## Excerpt to read
============
I ripped open the envelope and out tumbled two Covid-19 rapid antigen tests but no explanatory materials. After a few seconds, it hit me. These were the tests I had ordered online from the government five weeks earlier after President Biden promised every American household could order up to four free at-home tests.

The tests’ arrival epitomized the Biden administration’s shambolic pandemic response. When Biden — who had promised in 2020 to “shut down the virus” — announced on December 21, 2021 that his administration would purchase and distribute 500 million rapid, at-home tests to Americans, it was already too little too late. And when my tests were delivered weeks later, cases of the Omicron variant — which had spread unabated throughout the vaccinated and unvaccinated populations — were already plummeting.

Omicron was first detected in South Africa in mid November 2021 and was designated a variant of concern by the World Health Organization on November 26. Multiple reports confirmed that Omicron was the most transmissible variant yet and appeared to escape vaccines’ protection against infection. The first U.S. case was identified on December 1.
============
## Items from a data source

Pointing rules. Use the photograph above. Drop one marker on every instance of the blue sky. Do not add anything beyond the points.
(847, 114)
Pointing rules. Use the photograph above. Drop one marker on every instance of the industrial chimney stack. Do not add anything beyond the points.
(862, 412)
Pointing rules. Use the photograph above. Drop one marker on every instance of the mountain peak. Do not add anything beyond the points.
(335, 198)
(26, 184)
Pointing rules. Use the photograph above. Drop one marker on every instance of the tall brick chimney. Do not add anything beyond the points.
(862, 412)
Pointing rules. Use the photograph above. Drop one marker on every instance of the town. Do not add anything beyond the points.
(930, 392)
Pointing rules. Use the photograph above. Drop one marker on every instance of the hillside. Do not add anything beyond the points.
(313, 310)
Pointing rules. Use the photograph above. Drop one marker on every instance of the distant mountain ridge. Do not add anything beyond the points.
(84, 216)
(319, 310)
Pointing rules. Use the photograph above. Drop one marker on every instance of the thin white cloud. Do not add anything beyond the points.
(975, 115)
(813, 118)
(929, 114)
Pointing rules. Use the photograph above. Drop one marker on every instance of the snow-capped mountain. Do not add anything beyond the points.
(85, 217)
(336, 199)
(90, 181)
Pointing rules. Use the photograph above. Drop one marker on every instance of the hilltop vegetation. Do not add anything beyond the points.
============
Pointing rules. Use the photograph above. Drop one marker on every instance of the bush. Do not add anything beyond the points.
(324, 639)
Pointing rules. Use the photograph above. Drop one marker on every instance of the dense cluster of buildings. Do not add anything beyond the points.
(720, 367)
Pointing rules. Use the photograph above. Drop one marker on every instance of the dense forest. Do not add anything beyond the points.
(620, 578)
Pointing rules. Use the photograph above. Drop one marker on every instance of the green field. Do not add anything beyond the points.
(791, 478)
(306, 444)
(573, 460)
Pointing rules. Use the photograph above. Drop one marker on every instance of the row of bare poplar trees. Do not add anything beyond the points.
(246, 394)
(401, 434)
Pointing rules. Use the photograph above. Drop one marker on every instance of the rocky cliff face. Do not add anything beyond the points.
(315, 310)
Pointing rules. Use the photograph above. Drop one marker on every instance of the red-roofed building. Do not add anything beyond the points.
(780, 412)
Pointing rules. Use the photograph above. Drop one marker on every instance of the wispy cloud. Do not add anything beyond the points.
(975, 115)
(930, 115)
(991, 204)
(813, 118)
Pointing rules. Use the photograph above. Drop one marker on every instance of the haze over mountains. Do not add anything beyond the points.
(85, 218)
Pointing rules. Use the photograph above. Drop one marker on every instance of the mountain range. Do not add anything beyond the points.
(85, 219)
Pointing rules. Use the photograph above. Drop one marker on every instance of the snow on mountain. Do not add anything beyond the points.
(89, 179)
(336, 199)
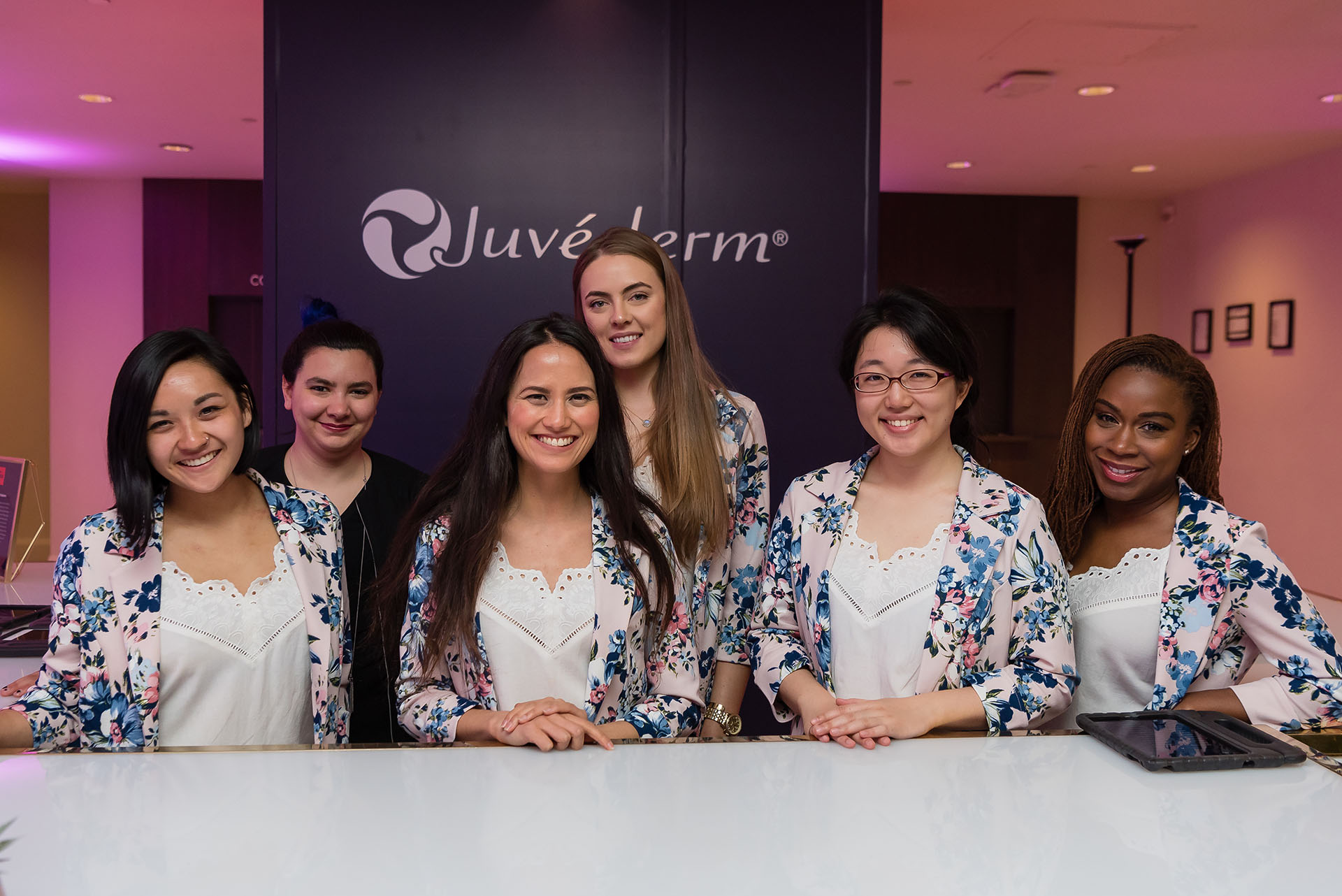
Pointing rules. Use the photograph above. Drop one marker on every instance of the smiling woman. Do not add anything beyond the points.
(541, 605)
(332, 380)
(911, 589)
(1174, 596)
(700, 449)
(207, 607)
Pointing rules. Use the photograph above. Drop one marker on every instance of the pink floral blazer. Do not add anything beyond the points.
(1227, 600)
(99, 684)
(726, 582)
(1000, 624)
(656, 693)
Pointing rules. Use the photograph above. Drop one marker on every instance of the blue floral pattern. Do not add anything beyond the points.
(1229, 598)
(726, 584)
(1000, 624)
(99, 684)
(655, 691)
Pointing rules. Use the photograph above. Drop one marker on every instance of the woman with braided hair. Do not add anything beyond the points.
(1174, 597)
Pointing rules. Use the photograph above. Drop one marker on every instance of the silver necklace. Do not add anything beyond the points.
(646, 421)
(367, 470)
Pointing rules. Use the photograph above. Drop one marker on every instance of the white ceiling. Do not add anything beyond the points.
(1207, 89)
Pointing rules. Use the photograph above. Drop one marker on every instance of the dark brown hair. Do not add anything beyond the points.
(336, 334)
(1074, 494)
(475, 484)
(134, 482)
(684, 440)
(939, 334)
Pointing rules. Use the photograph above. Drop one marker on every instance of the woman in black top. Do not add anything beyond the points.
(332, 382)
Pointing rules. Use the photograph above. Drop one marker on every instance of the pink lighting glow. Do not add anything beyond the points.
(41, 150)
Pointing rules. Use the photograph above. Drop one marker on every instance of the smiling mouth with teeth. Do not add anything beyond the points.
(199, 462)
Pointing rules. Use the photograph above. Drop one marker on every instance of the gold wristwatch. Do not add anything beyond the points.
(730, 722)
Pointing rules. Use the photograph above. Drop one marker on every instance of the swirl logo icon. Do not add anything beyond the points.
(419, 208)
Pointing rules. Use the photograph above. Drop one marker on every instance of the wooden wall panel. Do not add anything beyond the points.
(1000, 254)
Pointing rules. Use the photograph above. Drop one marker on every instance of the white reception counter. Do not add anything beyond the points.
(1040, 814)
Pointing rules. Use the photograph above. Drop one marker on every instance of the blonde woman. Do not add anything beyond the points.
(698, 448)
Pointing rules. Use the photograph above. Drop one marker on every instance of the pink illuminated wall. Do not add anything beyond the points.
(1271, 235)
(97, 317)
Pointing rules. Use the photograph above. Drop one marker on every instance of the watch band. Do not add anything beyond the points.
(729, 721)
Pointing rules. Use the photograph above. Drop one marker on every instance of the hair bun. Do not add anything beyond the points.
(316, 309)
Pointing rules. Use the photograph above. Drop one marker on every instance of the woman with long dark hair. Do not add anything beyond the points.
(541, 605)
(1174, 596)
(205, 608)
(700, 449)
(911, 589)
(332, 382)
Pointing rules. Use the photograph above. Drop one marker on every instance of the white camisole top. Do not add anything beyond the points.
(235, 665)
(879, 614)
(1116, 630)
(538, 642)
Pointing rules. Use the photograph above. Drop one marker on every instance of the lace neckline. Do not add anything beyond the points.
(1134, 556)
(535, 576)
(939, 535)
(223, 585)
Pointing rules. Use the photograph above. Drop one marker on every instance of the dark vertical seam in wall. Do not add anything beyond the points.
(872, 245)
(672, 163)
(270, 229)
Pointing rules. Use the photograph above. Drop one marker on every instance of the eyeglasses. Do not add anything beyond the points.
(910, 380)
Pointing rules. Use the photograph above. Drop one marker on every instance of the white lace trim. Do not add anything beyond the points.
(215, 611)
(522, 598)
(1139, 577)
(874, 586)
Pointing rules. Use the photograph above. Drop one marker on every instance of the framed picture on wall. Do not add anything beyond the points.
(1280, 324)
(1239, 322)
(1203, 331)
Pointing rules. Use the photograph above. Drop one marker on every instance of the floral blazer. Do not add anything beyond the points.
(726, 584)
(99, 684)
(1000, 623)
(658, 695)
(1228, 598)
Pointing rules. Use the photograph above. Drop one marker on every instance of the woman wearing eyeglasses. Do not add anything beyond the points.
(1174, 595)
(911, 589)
============
## Problems and tasks
a) For each statement below, say yes or no to whether it agrees with the excerpt on the Covid-19 test rollout, and quote the words of the excerpt that decide it. (i) The envelope held explanatory materials along with the tests. (ii) The World Health Organization designated Omicron a variant of concern on November 26. (iii) The first U.S. case of Omicron was identified in mid November 2021.
b) Quote the excerpt on the Covid-19 test rollout word for word, starting at "The tests’ arrival" and ending at "were already plummeting.".

## Task-by-task solutions
a)
(i) No: "out tumbled two Covid-19 rapid antigen tests but no explanatory materials"
(ii) Yes: "was designated a variant of concern by the World Health Organization on November 26"
(iii) No: "The first U.S. case was identified on December 1."

b)
The tests’ arrival epitomized the Biden administration’s shambolic pandemic response. When Biden — who had promised in 2020 to “shut down the virus” — announced on December 21, 2021 that his administration would purchase and distribute 500 million rapid, at-home tests to Americans, it was already too little too late. And when my tests were delivered weeks later, cases of the Omicron variant — which had spread unabated throughout the vaccinated and unvaccinated populations — were already plummeting.